Extract to read:
╔══

Black coronavirus patients in Atlanta were six times more likely to be hospitalized than white patients, new CDC data shows
- Researchers looked at more than 500 coronavirus patients at six hospital and associated outpatient clinics in Atlanta
- Nearly 80% of hospitalized patients were black, making them six times more likely to need hospitalization than white patients
- Black patients were also more likely have several factors that contribute to hospitalization including obesity, diabetes and a lack of insurance
- Here’s how to help people impacted by Covid-19
Black coronavirus patients in Atlanta were much more likely to be hospitalized than white patients, a new report finds.
African Americans infected with COVID-19, the disease caused by the virus, were hospitalized six times more often than their Caucasian peers, the Centers for Disease Control and Prevention (CDC) revealed on Wednesday.
They were also more likely have several factors that contribute to hospitalization including obesity, diabetes and a lack of insurance.
In a new CDC report, nearly 80% of hospitalized patients in Atlanta were black, making them six times more likely to need hospitalization than white patients (above)
Black patients were also more likely have several factors that contribute to hospitalization including obesity, diabetes and a lack of insurance. Pictured: Medics transport an African American patient showing COVID-19 symptoms from his apartment in Stamford, Connecticut, April 4
For the report, the team looked at the medical records of 531 patients at six hospitals and associated outpatient clinics in Atlanta, Georgia.
The patients were all 18 years old or older and were seen between March 1, 2020 and April 7, 2020.
Compared with non-hospitalized patients, the hospitalized patients more likely to be male and older than 61 years ago.
Additionally, 79 percent of the patients required hospitalization were black. By comparison, just 13 percent were white.
This means black patients were hospitalized at six times the rate of white patients.
Other factors, including having diabetes, being obesity and a lack of insurance, were linked to a greater risk of hospitalization.
However, these are all more likely to occur in black patients.
According to the US government’s Office of Minority Health, African American adults are 60 percent more likely than non-Hispanic white adults to be diagnosed with diabetes.
Additionally, according to the American Psychological Association, 48 percent of black adults are clinically obese as opposed to 32.6 percent of white adults.
Lack of insurance also disproportionately affects blacks with 11 percent uninsured in 2018 compared to eight percent of whites, the Kaiser Family Foundation reports.
The authors say the association between being African American and increased hospitalization occurred even when the analysis controlled for other characteristics such as underlying conditions.
‘Underlying conditions alone might not account for the higher rate of hospitalization among black persons,’ they wrote.
‘This might indicate that black persons are more likely to be hospitalized because of more severe illness, or it might indicate that black persons are less likely to be identified in the outpatient setting.’
Researchers say this may reflect differences in health care access, but they note that more studies are needed to fully understand this link.
In the US, there are more than 2.1 million confirmed cases of the virus and more than 116,000 deaths.

╚══

Exercise data:
╔══

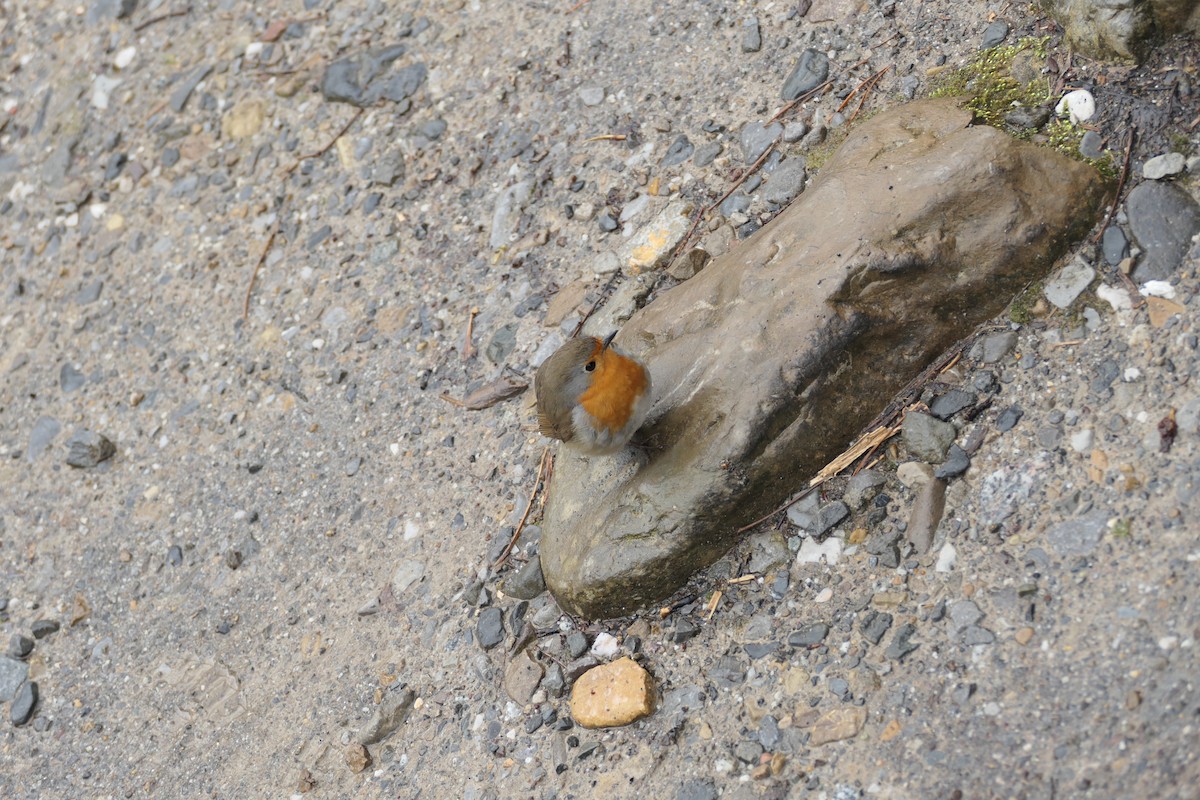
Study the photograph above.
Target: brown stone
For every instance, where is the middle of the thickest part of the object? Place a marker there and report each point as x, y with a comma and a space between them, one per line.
358, 757
768, 362
840, 723
927, 513
612, 695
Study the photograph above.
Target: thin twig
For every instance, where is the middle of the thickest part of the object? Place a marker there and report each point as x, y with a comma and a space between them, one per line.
468, 348
604, 293
865, 86
868, 90
145, 24
774, 511
258, 264
1116, 198
533, 495
804, 97
318, 154
703, 212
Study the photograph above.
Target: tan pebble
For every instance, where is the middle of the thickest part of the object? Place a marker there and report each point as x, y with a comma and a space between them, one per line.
612, 695
837, 725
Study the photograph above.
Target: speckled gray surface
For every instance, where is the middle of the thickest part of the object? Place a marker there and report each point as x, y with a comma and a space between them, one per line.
294, 529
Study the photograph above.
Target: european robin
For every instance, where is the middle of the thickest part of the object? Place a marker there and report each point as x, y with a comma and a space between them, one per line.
592, 396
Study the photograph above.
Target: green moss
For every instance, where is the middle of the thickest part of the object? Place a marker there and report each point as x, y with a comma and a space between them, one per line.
1002, 79
989, 80
1020, 311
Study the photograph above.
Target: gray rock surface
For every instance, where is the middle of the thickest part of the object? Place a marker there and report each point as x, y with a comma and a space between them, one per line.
599, 555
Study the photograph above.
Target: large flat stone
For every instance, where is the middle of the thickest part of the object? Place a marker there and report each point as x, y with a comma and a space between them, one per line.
768, 362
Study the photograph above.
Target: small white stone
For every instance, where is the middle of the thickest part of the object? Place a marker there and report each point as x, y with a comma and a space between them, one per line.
605, 645
1116, 298
1157, 289
1159, 167
946, 558
915, 474
811, 552
1078, 104
125, 58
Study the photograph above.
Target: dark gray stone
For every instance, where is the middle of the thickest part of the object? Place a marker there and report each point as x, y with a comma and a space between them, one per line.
949, 403
576, 643
527, 582
490, 627
185, 89
785, 181
19, 647
751, 35
70, 379
1091, 145
707, 152
810, 72
994, 34
24, 703
1163, 218
756, 137
12, 674
759, 649
366, 79
975, 635
90, 292
901, 643
696, 789
875, 624
88, 449
1079, 536
925, 437
1009, 417
1115, 246
809, 636
994, 347
957, 462
678, 152
502, 343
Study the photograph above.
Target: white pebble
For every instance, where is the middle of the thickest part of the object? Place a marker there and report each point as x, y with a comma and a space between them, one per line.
946, 558
125, 58
605, 645
1116, 298
813, 552
1078, 104
1157, 289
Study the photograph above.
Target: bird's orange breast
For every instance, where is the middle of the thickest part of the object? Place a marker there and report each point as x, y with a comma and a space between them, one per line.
616, 385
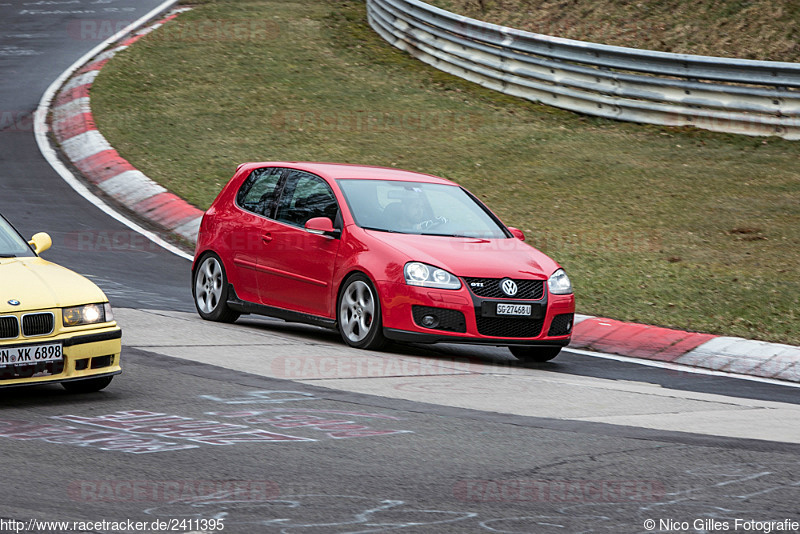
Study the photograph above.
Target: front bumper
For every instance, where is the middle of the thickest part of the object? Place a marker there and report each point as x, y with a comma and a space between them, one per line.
86, 354
462, 317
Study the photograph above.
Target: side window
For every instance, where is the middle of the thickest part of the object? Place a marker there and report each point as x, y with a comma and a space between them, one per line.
306, 196
259, 191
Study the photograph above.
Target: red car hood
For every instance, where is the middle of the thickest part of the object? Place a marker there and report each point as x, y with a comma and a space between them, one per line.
471, 257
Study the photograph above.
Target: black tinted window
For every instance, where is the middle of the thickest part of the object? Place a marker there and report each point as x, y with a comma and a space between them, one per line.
306, 196
259, 191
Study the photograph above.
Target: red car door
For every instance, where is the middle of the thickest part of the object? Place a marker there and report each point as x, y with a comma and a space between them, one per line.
246, 223
296, 266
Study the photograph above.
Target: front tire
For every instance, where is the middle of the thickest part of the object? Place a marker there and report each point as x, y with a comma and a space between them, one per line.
359, 314
534, 354
210, 290
89, 385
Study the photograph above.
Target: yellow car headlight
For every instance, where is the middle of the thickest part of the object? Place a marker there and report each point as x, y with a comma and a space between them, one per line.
87, 314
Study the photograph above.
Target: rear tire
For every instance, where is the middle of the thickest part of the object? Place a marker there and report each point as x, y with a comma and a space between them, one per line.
534, 354
210, 290
359, 314
89, 385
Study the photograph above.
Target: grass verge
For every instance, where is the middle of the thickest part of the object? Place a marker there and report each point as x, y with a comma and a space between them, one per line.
674, 227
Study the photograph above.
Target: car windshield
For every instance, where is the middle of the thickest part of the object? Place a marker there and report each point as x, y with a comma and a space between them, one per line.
419, 208
11, 244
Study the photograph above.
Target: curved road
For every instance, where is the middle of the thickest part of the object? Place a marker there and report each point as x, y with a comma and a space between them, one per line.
264, 426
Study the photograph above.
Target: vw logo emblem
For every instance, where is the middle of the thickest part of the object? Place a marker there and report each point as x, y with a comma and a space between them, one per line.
509, 287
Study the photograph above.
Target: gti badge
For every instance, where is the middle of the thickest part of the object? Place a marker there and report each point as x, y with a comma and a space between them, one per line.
509, 287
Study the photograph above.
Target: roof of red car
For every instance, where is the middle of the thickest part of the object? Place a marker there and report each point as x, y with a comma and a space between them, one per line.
336, 171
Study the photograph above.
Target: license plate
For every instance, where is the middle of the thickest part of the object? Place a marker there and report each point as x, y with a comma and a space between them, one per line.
31, 354
513, 309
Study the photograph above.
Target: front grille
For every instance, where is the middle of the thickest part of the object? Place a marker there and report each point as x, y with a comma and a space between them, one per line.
38, 324
490, 288
9, 327
501, 327
450, 320
561, 325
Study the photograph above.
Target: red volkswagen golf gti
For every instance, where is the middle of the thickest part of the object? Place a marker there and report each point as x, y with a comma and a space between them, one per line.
379, 254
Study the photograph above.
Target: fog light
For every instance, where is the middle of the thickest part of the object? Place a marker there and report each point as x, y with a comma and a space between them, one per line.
430, 321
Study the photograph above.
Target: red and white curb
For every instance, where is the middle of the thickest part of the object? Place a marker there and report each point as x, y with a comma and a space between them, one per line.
73, 126
733, 355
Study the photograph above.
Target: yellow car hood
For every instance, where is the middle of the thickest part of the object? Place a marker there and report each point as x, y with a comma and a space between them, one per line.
38, 284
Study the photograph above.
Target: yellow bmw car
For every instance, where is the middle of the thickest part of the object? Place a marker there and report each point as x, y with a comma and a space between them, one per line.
55, 325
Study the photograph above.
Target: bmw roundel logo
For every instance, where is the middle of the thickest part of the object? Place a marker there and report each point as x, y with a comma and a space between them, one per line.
509, 287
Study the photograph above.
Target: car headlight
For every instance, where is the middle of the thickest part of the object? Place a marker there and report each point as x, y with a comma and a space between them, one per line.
87, 314
559, 283
422, 274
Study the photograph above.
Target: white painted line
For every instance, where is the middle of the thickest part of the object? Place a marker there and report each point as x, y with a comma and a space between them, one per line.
84, 145
83, 79
40, 130
190, 229
682, 368
70, 109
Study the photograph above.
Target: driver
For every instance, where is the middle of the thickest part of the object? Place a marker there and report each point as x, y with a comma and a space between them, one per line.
414, 215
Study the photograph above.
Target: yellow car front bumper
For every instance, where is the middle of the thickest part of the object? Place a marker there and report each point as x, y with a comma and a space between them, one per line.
86, 354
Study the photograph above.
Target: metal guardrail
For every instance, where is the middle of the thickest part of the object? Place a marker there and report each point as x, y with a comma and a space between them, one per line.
721, 94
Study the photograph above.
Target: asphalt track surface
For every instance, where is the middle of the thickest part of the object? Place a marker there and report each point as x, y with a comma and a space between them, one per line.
176, 440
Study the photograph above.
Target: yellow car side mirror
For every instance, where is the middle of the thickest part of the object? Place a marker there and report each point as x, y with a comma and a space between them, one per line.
41, 242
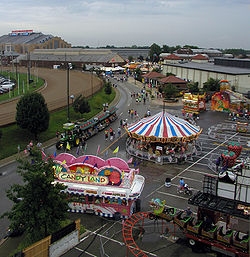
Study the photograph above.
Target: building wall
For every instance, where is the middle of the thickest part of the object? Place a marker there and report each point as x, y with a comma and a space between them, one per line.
241, 82
52, 43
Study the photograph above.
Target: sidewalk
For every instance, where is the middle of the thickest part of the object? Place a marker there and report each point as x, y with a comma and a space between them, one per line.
155, 101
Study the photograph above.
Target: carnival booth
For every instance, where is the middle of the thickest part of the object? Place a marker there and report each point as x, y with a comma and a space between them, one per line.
162, 138
194, 103
106, 188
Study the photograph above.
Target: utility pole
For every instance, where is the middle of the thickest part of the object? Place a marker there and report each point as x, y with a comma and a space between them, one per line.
68, 92
16, 68
28, 61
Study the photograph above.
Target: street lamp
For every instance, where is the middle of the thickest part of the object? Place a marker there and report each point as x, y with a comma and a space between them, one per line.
72, 98
69, 67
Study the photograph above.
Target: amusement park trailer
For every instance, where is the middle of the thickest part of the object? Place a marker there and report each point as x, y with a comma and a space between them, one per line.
224, 206
74, 133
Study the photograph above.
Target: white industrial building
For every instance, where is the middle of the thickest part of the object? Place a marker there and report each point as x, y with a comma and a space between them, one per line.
201, 72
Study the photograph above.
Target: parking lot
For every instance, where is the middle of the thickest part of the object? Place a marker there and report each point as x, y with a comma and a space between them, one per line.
105, 236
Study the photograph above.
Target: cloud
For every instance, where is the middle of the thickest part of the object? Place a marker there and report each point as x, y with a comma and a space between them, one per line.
205, 23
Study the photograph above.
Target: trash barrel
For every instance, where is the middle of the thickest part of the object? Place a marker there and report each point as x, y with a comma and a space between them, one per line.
168, 182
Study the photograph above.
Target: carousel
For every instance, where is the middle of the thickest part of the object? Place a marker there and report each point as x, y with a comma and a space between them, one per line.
163, 138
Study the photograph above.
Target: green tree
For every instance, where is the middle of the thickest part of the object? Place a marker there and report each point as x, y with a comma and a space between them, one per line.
170, 91
154, 53
235, 51
138, 74
140, 58
38, 205
81, 105
170, 74
108, 88
165, 49
130, 58
212, 85
191, 47
32, 113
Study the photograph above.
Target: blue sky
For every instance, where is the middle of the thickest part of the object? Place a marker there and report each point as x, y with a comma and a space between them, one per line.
206, 23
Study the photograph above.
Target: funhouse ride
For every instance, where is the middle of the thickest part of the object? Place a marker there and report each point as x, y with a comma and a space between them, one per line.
75, 133
194, 103
163, 138
222, 220
105, 188
228, 101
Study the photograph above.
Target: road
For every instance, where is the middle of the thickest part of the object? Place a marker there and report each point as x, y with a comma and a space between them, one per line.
55, 90
106, 233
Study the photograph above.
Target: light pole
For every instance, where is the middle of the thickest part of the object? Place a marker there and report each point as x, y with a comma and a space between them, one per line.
69, 66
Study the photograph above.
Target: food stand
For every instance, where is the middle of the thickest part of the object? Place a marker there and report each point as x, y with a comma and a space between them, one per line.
106, 188
193, 103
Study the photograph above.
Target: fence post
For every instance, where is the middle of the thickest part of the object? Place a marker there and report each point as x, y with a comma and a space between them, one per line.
78, 223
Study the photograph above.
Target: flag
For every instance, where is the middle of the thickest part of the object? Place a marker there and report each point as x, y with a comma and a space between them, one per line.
68, 146
130, 160
43, 154
86, 158
98, 149
116, 150
85, 147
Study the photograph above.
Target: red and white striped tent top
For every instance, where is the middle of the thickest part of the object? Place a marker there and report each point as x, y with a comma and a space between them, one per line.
163, 126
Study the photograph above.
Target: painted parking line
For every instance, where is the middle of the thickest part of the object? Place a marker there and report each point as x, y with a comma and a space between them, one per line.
200, 172
88, 253
196, 180
194, 163
113, 143
172, 195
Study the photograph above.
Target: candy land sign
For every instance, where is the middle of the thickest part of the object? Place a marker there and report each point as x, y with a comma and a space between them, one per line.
87, 174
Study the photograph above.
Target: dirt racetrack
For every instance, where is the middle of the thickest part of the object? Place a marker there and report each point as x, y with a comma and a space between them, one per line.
55, 93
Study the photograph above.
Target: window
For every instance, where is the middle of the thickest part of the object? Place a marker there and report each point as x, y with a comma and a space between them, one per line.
90, 199
98, 200
56, 43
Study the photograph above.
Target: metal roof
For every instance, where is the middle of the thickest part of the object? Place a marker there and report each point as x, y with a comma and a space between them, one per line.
211, 67
91, 58
33, 38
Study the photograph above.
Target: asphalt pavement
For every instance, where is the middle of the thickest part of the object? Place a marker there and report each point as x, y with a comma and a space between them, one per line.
105, 235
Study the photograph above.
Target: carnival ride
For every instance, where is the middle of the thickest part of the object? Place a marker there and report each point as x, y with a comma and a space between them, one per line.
228, 101
103, 187
74, 133
163, 138
221, 223
193, 103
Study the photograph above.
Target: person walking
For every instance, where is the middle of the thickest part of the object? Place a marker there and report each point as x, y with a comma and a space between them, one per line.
111, 133
106, 134
119, 131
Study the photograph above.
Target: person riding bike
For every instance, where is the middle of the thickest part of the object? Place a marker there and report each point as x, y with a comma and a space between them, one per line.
182, 183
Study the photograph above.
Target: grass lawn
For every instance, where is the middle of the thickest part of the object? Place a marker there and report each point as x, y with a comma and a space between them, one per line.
23, 86
27, 241
12, 135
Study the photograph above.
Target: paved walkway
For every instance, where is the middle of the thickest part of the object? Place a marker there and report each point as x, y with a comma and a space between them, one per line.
55, 90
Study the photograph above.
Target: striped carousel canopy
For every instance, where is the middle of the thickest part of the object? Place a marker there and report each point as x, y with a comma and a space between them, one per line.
163, 126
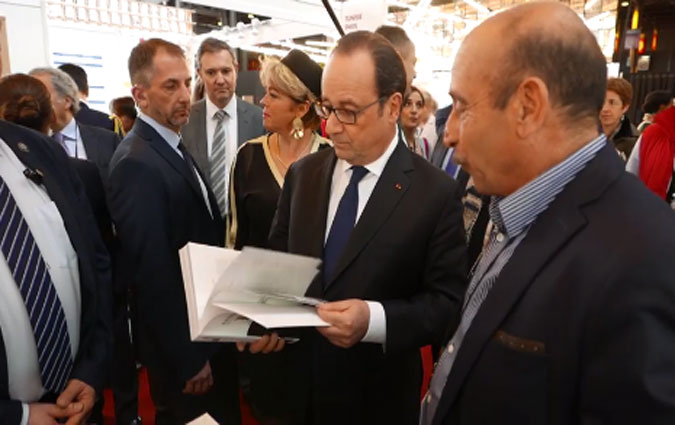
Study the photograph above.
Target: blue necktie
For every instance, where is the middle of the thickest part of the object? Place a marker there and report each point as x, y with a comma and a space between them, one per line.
343, 224
39, 294
451, 167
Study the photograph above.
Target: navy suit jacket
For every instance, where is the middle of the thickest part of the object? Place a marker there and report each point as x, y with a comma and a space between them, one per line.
100, 145
407, 251
579, 327
66, 191
158, 207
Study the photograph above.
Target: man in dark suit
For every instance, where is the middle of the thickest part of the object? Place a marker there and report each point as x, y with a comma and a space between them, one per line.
69, 266
388, 227
159, 201
78, 140
570, 313
86, 115
220, 122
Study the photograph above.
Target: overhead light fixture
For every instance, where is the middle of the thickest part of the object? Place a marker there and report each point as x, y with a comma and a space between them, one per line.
329, 44
589, 5
478, 6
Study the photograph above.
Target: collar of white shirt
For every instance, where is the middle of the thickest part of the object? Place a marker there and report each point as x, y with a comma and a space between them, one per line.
70, 130
230, 109
376, 167
170, 136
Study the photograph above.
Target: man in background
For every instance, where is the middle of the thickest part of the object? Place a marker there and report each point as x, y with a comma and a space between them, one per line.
159, 201
77, 140
85, 114
220, 122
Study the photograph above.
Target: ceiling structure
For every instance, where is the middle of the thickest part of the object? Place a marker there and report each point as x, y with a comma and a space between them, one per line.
273, 27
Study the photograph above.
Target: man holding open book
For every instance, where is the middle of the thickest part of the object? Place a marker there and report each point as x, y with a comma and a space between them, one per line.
159, 201
388, 227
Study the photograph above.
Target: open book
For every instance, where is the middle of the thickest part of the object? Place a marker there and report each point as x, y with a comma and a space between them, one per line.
227, 290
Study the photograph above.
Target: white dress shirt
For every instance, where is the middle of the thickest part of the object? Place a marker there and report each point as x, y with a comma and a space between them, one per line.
377, 326
73, 139
173, 139
46, 225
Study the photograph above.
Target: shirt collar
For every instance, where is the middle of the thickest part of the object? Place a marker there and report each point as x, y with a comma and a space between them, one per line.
513, 213
376, 167
70, 130
170, 136
230, 109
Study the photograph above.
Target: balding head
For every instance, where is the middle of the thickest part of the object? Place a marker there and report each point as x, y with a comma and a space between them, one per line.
535, 73
548, 41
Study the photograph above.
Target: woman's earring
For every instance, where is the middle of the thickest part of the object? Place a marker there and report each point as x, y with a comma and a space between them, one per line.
298, 129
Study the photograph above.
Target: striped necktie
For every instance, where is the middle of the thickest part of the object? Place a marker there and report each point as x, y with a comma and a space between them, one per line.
219, 165
42, 302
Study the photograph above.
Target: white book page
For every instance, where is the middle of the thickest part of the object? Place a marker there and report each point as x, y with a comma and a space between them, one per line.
202, 266
263, 271
277, 316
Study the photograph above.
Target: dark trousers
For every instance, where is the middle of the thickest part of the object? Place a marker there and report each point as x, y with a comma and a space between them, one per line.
124, 377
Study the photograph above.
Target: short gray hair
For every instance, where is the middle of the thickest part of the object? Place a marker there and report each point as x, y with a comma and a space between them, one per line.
63, 84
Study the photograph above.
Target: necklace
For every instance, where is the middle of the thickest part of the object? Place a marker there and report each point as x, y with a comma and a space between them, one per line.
285, 165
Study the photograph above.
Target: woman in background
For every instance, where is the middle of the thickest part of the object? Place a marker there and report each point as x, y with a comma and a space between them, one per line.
292, 87
410, 120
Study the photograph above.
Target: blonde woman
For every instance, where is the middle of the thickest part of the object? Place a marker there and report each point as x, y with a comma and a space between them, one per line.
293, 86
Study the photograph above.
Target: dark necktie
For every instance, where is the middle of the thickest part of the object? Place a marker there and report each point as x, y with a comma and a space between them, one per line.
61, 140
451, 167
188, 161
343, 224
43, 305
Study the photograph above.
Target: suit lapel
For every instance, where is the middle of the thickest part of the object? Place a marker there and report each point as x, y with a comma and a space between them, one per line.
315, 221
549, 233
243, 123
90, 143
391, 186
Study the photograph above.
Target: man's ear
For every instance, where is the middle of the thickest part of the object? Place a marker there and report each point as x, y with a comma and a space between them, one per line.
530, 106
395, 102
139, 96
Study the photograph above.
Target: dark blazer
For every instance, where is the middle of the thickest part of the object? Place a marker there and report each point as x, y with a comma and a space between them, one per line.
579, 327
407, 251
157, 207
249, 126
93, 188
65, 189
95, 118
100, 145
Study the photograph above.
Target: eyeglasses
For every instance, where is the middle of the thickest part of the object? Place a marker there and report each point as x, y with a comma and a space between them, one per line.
345, 116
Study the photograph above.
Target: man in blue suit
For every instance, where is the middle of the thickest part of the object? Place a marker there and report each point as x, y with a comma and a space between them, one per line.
569, 317
159, 201
54, 286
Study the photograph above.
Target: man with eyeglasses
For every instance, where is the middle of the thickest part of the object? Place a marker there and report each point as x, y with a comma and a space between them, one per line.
388, 226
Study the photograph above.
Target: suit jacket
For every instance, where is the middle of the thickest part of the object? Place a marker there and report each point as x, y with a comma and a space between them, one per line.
65, 190
249, 126
100, 145
579, 328
157, 207
95, 118
407, 252
93, 188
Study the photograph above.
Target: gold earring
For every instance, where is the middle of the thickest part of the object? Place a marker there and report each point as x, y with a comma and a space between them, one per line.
298, 129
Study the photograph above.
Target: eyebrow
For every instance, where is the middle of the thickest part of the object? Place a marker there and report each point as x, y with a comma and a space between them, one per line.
457, 97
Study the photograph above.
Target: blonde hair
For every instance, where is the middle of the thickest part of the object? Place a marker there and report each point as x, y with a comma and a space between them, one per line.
274, 72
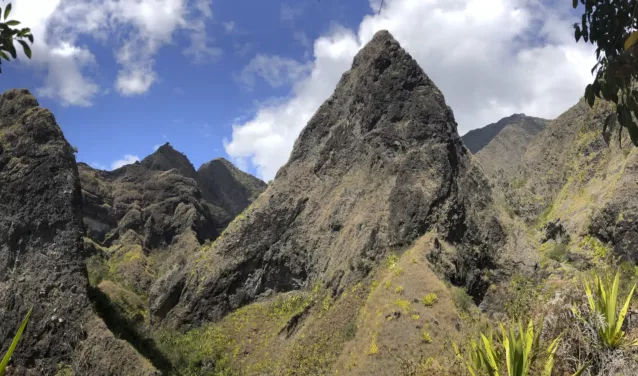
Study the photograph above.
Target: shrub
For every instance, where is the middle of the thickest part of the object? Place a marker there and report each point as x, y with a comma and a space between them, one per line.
425, 336
605, 304
519, 349
14, 343
462, 300
403, 304
558, 252
350, 330
429, 299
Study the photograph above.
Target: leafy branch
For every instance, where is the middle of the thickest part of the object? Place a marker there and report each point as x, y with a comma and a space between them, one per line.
9, 35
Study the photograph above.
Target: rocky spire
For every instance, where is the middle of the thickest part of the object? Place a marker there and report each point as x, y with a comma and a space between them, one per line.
379, 165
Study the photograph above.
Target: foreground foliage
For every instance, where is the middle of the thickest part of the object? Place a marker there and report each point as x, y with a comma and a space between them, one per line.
515, 351
14, 343
9, 35
604, 303
609, 24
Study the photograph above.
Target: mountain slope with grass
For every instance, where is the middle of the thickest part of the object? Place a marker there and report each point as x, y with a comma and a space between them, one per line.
479, 138
42, 256
503, 155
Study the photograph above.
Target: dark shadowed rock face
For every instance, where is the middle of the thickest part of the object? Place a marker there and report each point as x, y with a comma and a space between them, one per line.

╚══

Assigned task:
Please answer these questions from the article on coronavirus hospitalizations in Atlanta:
1. How many patients' medical records did the team look at?
2. Between which dates were those patients seen?
3. What share of Black people were uninsured in 2018, compared with white people, according to the Kaiser Family Foundation?

Reply:
1. 531 patients.
2. Between March 1, 2020 and April 7, 2020.
3. 11 percent of Black people, compared with eight percent of white people.